• **TASK PROMPT**: Would you set down the data below exactly as shown?

• **MATERIAL FOR THIS EXERCISE**:
===

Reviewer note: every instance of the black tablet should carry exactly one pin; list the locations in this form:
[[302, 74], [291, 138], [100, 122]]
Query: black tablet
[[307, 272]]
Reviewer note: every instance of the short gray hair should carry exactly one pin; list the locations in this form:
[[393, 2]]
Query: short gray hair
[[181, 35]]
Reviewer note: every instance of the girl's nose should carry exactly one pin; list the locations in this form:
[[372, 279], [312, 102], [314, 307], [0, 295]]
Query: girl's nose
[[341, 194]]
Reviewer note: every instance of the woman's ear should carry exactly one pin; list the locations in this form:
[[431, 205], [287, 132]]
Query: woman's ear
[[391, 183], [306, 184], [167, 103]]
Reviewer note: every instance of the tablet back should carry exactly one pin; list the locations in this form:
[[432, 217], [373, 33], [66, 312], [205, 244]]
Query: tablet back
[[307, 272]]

===

• **RESPONSE TO THE EXERCISE**:
Reviewer note: every instance of the black tablet should carry exactly one pin; list the locations in this form:
[[302, 74], [291, 138], [100, 122]]
Query: black tablet
[[307, 272]]
Reviewer note: every instance of the short gray hair should carry exactly one pin; list the locations in this form:
[[393, 2]]
Query: short gray hair
[[181, 35]]
Reviewer note: every instance of the girl's nose should carry exactly one pin; list the locations in this form:
[[372, 279], [312, 102], [314, 307], [0, 295]]
Query: girl's nose
[[341, 194]]
Reviewer note: every instance of the woman's ear should carry exactly one pin; list the locations in this form:
[[431, 205], [287, 132]]
Query: woman's ear
[[391, 183], [306, 184], [167, 103]]
Reviewer note: every instance of the tablet back should carry exactly one pin; list the locations in this form:
[[432, 217], [373, 33], [66, 312], [205, 244]]
Query: tablet back
[[307, 272]]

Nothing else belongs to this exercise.